*** PASSAGE FOR REVIEW

The company was hit hard by the Great Depression. Art pottery became a low priority, and architects could no longer afford Rookwood tiles and mantels. By 1934, Rookwood showed its first loss, and by 1936 the company was operating an average of just one week a month. Several employees, most notably Harold Bopp, William Hentschel and David Seyler left the company and started Kenton Hills Porcelains in Erlanger, Kentucky. On April 17, 1941, Rookwood filed for bankruptcy. Through these tough times, ownership of the company changed hands, but the Rookwood artists remained.

In 1959, Rookwood was purchased by the Herschede Clock Company, and production moved to Starkville, Mississippi. Unable to recover from the losses experienced during the Great Depression, production ceased in 1967.

== Revival ==
By 1982, Rookwood was in negotiations to be sold to overseas manufacturers. Michigan dentist and art pottery collector Arthur Townley used his life savings to purchase all of the remaining Rookwood assets. During his tenure as Rookwood's owner, Townley produced small quantities of pieces to maintain the original trademarks. Townley refused offers to sell Rookwood for over two decades, but eventually collaborated with Cincinnati investors Christopher & Patrick Rose in 2004 to move the company back to Cincinnati. In July 2006, after approximately one year of negotiations, the Rookwood Pottery Company entered into a contract to acquire all of the remaining assets of the original Rookwood Pottery from Townley. These assets included, among other things, the trademarks, more than 2,000 original molds, and hundreds of glaze recipes used by the original Rookwood Pottery Company.

In 2011, Martin Wade and Marilyn Scripps gained sole ownership of the company. It operates from a production studio in the historic Over-the-Rhine neighborhood of Cincinnati. The company is in full production, having invested in new kilns and equipment and hired new staff. Rookwood Pottery also works with many major institutions to create awards and commemorative pieces. Rookwood Pottery artist Roy Robinson, for example, designed the Center Court Rookwood Cup for the ATP World Tour.

In 2012, the historic Monroe Building of Chicago completed a restoration of its original architectural elements to include the reconditioning and replacement of thousands of original Rookwood Pottery tiles. In 2013, a fireplace created by Rookwood Pottery, in collaboration with artists at the University of Cincinnati, was installed at the Contemporary Arts Center in Cincinnati. Describing the collaboration, co-owner Marilyn Scripps said: "Our goal in working with these three talented artists is to reposition Rookwood Pottery to what it was originally – a forward-thinking company with its eye on the future, willing to take risks, and in the vanguard of the industry, by affiliating ourselves with like-minded artists." That same year, Rookwood Pottery was featured on the Martha Stewart Living Blog and on the Science Channel program How It's Made.

******
*** SUPPLIED RECORDS

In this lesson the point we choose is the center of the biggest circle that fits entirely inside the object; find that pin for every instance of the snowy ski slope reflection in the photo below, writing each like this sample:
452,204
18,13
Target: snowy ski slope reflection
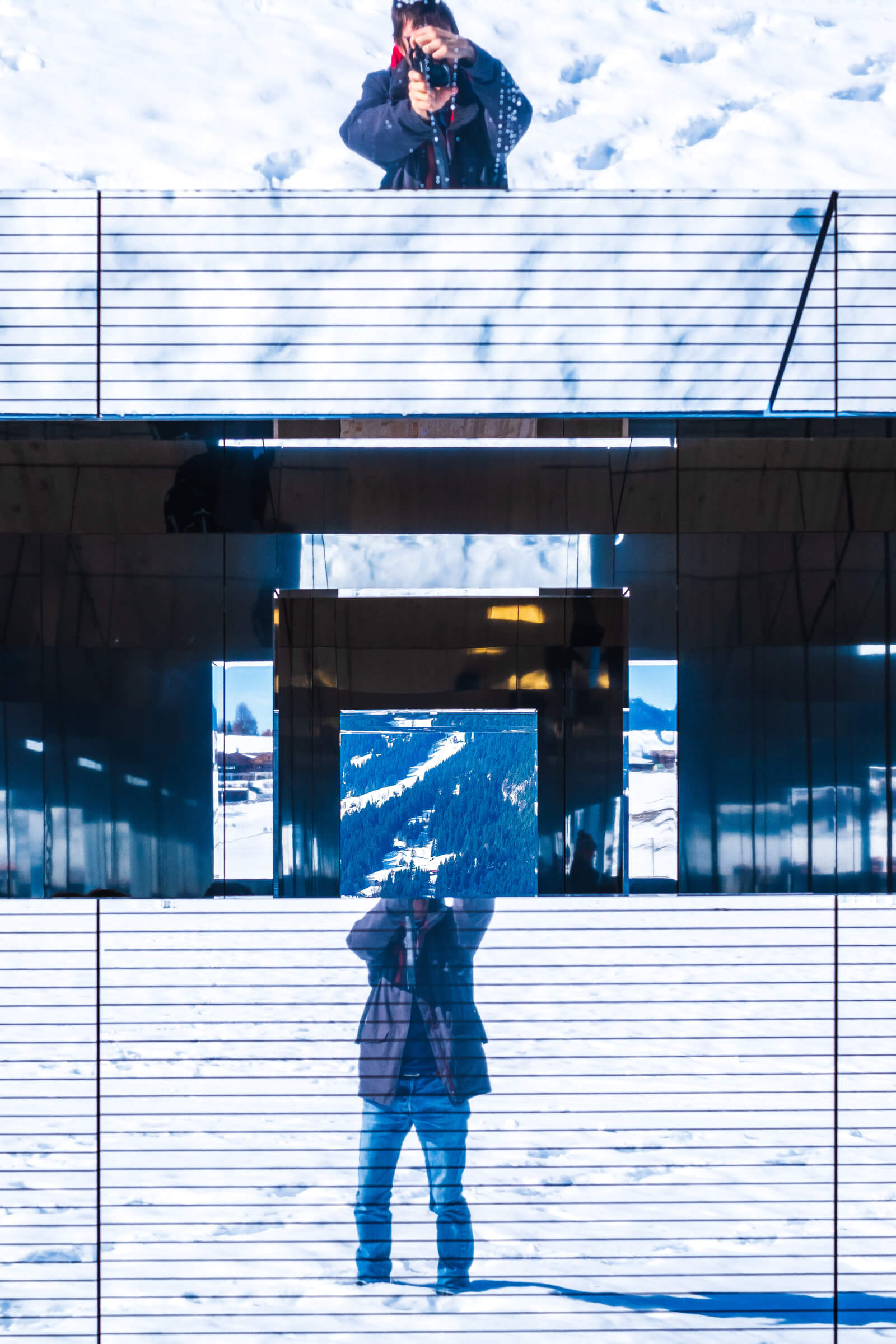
49,1119
656,1152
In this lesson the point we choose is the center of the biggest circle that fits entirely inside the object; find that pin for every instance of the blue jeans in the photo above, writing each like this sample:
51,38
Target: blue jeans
441,1127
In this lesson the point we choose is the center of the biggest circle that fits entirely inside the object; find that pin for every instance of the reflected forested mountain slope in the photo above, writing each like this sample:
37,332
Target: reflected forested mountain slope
445,812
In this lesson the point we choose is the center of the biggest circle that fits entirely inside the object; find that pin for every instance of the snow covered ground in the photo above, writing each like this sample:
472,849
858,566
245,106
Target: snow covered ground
442,750
245,841
636,93
656,1154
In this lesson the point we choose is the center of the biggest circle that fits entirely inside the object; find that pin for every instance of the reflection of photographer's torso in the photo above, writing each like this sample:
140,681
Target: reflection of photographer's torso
446,115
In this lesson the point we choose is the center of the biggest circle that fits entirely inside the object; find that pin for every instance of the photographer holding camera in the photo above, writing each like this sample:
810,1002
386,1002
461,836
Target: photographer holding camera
446,115
421,1060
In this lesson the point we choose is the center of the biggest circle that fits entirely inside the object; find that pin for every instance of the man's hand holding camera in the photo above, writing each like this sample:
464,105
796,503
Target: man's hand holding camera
425,100
441,45
442,48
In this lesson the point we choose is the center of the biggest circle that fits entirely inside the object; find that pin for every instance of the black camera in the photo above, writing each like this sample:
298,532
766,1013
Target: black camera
436,73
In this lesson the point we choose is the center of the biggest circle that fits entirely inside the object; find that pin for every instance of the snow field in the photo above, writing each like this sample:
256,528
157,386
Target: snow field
251,93
656,1152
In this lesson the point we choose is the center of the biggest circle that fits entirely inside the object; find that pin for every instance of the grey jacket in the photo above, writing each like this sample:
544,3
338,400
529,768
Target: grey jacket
444,967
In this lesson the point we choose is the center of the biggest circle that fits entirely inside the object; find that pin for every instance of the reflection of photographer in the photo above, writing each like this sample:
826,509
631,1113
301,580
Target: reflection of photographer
421,1060
446,115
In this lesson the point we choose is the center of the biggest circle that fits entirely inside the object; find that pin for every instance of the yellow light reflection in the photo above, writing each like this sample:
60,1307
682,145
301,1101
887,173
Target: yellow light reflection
535,682
527,612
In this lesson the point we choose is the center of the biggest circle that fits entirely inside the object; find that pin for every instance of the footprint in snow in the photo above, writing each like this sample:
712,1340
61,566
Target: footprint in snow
600,158
278,166
585,68
689,57
23,62
860,93
871,66
699,129
562,109
739,27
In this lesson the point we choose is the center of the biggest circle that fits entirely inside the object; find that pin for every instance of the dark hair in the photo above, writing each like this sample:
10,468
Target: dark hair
422,12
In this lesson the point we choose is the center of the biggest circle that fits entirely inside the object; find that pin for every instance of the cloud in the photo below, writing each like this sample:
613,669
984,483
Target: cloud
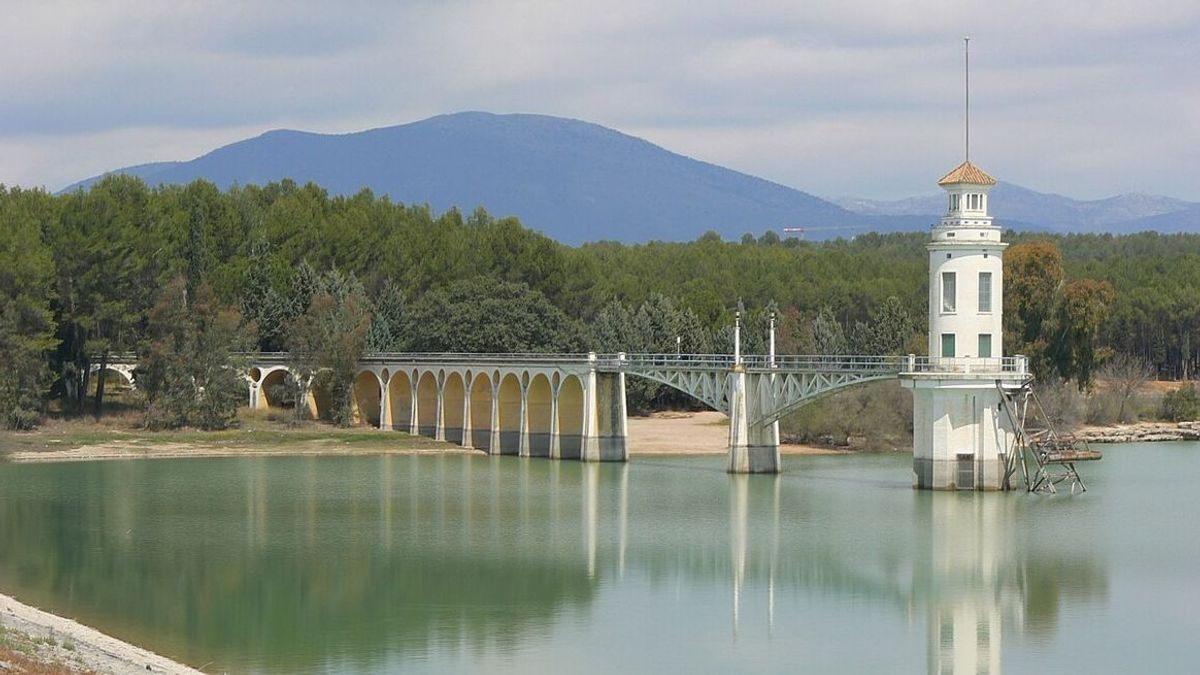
834,97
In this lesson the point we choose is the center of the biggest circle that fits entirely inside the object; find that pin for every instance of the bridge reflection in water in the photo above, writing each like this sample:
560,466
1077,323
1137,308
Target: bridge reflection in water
573,406
252,562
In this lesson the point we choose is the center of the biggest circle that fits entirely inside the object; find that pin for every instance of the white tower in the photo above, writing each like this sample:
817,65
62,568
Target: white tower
961,435
966,270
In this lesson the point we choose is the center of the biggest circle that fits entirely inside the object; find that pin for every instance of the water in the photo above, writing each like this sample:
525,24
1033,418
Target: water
508,565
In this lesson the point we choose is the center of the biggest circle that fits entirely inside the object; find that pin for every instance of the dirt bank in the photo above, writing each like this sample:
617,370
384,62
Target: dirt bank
34,640
1141,432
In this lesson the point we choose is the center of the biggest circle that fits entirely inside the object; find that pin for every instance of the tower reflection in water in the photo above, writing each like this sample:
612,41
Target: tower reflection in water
979,569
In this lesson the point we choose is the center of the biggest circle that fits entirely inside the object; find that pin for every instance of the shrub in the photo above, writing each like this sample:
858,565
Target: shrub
1181,405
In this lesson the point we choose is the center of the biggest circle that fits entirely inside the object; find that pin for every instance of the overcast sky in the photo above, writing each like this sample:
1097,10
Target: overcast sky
840,97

******

◆ WHAT THE EXERCISE ASKS:
Retype the passage on Rookwood Pottery's decline and revival word for word, starting with "In 2012, the" and going on through "How It's Made.".

◆ WRITTEN RESPONSE:
In 2012, the historic Monroe Building of Chicago completed a restoration of its original architectural elements to include the reconditioning and replacement of thousands of original Rookwood Pottery tiles. In 2013, a fireplace created by Rookwood Pottery, in collaboration with artists at the University of Cincinnati, was installed at the Contemporary Arts Center in Cincinnati. Describing the collaboration, co-owner Marilyn Scripps said: "Our goal in working with these three talented artists is to reposition Rookwood Pottery to what it was originally – a forward-thinking company with its eye on the future, willing to take risks, and in the vanguard of the industry, by affiliating ourselves with like-minded artists." That same year, Rookwood Pottery was featured on the Martha Stewart Living Blog and on the Science Channel program How It's Made.